Las lecturas de hoy siguen
acercándonos a la Pascua, y hoy lo hacen por su lado oscuro. Asistimos a los pasos
siniestros de Judas, que se pierde en la noche, en la traición.
Y vemos también a Pedro. La
noche se le viene encima, y él no está preparado. Tiene una imagen irreal de sí
mismo, no conoce su debilidad, que le va a hacer caer.
En el centro de la escena
está Jesús. Juan nos invita a apoyarnos en su pecho, como Él, a sentir su
soledad, su conmoción interior, tal vez su desencanto, en este momento en que
sabe que va a ser traicionado por uno y abandonado por otros. Con todo, Jesús
mantiene el rumbo. Lo sostiene la confianza en el Padre. Una confianza que “rima”
con las palabras que escuchamos a Isaías: “Y yo pensaba: «En vano me he cansado, en viento y en nada he gastado
mis fuerzas». En realidad el Señor defendía mi causa” (Is 49,4). Tiende,
también su mano a Judas, con ese bocado de comida (que significaba un gesto de
cariño, incluso de predilección) y con las palabras a Pedro (que escuchamos el
domingo pasado: “yo he rezado por ti,
para que tu fe no desfallezca. Y tú, cuando te recobres, da firmeza a tus
hermanos” Lc 22, 32). Jesús anuncia que, en esa historia de abandono,
ultrajes y sufrimiento, que le aguarda, se ha de manifestar la gloria de Dios.

*Líneas extraídas*:
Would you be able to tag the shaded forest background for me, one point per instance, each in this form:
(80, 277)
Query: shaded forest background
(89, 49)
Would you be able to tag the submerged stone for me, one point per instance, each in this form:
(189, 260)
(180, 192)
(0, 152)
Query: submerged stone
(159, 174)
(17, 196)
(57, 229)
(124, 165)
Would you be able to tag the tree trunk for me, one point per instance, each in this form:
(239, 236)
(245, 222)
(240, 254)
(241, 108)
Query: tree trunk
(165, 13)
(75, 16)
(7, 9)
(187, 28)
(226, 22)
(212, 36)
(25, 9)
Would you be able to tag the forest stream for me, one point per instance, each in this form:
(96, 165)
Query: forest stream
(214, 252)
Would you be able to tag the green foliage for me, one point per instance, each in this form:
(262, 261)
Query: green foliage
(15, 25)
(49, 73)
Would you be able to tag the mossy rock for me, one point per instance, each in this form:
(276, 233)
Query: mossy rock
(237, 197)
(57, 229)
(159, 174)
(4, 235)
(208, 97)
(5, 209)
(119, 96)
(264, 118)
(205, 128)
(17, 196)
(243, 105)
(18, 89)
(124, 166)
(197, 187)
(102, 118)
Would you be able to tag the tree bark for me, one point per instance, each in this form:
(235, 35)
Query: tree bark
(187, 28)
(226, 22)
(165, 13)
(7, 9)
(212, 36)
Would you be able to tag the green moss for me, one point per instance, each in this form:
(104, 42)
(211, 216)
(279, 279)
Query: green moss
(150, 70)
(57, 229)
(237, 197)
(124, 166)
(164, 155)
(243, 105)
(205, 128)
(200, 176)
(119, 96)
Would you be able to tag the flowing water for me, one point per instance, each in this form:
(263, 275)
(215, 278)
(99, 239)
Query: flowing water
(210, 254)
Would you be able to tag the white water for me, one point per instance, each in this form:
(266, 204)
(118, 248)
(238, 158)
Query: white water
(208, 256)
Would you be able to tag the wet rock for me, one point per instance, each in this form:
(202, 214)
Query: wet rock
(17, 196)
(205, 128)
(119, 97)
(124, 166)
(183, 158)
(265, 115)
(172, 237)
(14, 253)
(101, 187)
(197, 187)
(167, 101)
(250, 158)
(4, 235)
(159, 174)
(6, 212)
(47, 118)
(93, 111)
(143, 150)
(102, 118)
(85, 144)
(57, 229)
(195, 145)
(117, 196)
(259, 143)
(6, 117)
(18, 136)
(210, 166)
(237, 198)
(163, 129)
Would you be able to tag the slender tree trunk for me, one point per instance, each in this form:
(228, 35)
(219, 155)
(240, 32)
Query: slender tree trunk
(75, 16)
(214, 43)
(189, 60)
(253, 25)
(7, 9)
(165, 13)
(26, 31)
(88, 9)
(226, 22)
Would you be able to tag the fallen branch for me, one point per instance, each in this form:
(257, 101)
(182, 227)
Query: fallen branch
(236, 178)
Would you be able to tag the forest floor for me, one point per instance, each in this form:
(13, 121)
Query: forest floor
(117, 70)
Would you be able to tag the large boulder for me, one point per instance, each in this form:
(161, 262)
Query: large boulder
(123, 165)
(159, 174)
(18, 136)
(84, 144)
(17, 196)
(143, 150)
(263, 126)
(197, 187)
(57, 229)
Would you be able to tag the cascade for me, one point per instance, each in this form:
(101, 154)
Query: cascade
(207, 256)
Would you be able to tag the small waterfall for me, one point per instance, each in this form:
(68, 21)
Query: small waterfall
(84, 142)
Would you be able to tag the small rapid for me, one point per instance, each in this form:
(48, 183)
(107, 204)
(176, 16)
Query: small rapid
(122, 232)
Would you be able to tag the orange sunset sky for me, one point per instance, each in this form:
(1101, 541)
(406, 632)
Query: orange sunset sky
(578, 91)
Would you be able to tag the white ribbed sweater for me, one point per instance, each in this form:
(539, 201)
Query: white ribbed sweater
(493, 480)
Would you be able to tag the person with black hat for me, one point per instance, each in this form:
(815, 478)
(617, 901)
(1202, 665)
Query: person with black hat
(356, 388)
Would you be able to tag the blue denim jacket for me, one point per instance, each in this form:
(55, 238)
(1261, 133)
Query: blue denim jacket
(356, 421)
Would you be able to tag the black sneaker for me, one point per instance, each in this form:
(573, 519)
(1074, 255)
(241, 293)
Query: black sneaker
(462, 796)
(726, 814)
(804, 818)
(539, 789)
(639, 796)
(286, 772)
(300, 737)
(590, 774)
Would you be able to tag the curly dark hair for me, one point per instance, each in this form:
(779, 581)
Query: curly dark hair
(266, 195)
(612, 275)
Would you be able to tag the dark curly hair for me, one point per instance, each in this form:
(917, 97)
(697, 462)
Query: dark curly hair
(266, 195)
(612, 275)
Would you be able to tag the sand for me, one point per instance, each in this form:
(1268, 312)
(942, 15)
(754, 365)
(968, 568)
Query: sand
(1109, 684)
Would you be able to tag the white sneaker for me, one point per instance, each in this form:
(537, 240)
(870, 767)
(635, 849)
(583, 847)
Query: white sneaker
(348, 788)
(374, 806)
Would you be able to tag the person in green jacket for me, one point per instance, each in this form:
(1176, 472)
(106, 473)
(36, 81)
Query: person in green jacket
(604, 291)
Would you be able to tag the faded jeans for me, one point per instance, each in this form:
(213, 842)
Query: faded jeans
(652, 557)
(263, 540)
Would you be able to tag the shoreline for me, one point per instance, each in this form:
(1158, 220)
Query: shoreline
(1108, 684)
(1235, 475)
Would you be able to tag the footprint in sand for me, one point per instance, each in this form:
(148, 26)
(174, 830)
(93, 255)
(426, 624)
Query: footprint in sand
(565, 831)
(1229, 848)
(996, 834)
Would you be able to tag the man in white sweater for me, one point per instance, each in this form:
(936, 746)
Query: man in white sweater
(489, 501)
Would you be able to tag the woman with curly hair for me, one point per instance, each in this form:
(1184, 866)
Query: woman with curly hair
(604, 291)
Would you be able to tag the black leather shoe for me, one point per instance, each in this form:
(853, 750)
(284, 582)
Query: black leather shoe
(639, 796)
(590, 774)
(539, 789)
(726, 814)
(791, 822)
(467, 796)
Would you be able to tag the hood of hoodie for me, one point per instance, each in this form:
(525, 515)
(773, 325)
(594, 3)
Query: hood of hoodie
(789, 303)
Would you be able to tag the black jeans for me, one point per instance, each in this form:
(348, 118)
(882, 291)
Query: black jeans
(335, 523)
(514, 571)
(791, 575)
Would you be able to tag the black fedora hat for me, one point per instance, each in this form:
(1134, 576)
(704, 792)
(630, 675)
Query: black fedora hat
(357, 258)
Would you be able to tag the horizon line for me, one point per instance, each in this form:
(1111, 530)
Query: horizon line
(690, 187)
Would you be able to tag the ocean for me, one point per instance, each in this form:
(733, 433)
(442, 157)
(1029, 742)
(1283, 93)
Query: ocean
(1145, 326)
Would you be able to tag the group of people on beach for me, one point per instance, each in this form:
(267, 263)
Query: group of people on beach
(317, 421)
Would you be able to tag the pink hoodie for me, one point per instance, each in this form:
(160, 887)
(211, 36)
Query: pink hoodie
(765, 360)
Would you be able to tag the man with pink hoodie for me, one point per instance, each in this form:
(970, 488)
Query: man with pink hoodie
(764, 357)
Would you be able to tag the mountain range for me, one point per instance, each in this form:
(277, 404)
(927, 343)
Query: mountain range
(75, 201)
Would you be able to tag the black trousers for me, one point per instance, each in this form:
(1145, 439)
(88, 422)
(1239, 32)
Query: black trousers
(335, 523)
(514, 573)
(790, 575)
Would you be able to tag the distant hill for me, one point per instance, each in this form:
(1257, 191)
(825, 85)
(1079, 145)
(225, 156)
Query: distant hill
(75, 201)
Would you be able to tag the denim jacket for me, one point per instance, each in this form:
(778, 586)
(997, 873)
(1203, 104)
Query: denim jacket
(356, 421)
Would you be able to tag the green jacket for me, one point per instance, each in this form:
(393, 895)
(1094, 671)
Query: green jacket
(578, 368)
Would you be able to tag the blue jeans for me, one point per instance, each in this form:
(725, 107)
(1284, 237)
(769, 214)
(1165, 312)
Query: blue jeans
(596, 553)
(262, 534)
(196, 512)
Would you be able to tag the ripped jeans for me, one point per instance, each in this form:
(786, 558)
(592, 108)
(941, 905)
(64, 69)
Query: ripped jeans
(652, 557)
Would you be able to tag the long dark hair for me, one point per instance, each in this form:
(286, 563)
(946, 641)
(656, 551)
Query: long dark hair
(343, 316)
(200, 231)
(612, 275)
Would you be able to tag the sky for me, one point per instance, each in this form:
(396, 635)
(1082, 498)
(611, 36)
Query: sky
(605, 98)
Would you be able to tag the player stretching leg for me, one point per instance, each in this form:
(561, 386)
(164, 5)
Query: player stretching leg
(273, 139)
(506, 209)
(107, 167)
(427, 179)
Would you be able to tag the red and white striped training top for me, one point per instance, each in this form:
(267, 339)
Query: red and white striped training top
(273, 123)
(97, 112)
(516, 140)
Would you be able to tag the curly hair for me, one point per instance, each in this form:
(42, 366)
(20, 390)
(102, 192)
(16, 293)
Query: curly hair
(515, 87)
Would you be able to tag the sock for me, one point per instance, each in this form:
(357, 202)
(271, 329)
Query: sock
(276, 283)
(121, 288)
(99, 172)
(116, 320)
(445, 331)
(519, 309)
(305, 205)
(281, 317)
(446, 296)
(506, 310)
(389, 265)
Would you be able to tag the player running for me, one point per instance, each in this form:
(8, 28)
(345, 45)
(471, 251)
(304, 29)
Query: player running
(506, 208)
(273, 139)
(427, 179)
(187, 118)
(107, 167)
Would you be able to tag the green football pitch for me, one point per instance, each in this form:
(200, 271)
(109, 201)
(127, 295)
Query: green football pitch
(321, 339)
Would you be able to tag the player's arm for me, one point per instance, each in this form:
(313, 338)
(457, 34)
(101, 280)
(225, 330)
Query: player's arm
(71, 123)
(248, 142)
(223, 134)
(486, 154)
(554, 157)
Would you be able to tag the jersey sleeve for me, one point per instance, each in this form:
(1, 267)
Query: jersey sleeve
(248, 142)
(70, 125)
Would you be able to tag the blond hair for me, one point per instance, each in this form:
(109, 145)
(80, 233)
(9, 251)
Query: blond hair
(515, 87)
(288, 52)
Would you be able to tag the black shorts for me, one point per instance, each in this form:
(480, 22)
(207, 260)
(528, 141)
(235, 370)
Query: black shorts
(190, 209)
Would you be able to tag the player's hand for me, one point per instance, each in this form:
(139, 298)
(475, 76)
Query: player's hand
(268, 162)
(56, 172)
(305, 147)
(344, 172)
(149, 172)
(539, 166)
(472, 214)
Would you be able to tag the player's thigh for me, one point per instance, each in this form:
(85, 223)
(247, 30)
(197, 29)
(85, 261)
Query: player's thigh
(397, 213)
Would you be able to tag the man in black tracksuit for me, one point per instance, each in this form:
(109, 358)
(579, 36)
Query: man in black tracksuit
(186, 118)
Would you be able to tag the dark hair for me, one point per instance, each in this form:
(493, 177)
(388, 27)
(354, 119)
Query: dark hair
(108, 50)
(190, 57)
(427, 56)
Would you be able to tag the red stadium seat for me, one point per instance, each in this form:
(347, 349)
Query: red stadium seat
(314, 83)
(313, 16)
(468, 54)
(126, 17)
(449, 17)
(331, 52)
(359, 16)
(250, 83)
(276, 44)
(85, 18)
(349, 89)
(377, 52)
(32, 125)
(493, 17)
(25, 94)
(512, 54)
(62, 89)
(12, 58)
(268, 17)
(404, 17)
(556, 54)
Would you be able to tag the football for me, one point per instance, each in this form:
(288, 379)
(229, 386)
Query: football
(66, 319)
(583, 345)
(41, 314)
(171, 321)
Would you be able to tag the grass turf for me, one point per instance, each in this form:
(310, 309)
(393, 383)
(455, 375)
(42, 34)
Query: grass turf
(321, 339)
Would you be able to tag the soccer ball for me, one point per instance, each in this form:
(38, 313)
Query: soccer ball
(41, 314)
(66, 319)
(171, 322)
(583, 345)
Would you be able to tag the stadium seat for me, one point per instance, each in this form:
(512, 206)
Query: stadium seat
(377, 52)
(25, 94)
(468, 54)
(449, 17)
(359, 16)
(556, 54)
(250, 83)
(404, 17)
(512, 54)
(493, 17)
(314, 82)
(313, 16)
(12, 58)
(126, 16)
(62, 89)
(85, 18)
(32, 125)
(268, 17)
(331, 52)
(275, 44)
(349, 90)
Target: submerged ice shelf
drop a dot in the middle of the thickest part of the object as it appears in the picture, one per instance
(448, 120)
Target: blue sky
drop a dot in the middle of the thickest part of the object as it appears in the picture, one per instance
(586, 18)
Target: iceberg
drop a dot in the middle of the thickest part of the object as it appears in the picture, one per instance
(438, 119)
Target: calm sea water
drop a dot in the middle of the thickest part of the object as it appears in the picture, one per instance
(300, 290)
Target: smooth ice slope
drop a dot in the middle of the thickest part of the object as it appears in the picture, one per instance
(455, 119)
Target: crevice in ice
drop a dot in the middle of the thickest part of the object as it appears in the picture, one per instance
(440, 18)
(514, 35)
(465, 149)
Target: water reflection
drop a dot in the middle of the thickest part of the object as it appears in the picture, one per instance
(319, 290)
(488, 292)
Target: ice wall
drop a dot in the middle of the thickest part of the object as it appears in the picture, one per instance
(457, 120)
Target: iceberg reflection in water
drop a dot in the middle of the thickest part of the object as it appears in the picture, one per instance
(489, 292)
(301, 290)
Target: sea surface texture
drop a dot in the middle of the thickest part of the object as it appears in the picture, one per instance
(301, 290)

*Indicaciones a seguir*:
Devuelve literalmente el pasaje de la reflexión sobre las lecturas comprendido entre "Las lecturas de" y "a hacer caer.", ambos incluidos.

*Solución*:
Las lecturas de hoy siguen
acercándonos a la Pascua, y hoy lo hacen por su lado oscuro. Asistimos a los pasos
siniestros de Judas, que se pierde en la noche, en la traición.
Y vemos también a Pedro. La
noche se le viene encima, y él no está preparado. Tiene una imagen irreal de sí
mismo, no conoce su debilidad, que le va a hacer caer.